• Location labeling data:
--------------------------------

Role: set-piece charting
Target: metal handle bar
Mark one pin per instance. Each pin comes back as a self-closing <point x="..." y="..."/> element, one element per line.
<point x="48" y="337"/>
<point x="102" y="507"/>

--------------------------------

Rewrite the lines of the data above, swapping every "pin" for "marker" and leaving everything else unchanged.

• Task solution:
Role: set-piece charting
Target: metal handle bar
Mark one marker per instance. Each marker comes back as a self-closing <point x="..." y="..."/> element, one element per line.
<point x="48" y="337"/>
<point x="102" y="507"/>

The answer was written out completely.